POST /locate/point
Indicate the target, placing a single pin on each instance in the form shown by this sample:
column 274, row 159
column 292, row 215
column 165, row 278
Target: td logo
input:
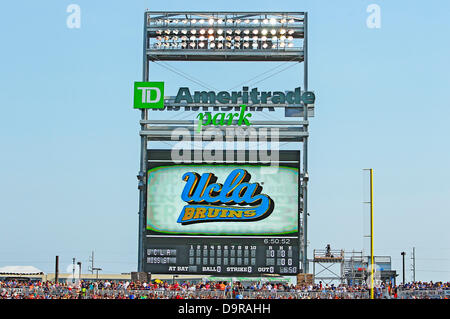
column 148, row 95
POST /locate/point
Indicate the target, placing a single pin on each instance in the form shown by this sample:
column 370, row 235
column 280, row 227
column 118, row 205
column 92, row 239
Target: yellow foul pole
column 371, row 236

-- PROMPT --
Each record should be copied exactly, and each image left out.

-- RESULT --
POST /locate/point
Indicate the target, placing a single pin on each instance in the form shown by this sample:
column 274, row 159
column 292, row 215
column 165, row 278
Target: td logo
input:
column 148, row 95
POST /locate/point
Indicate the target, placing a single pin on each instance in the form shown by this sample:
column 370, row 235
column 280, row 227
column 118, row 205
column 92, row 239
Target: yellow foul pole
column 371, row 236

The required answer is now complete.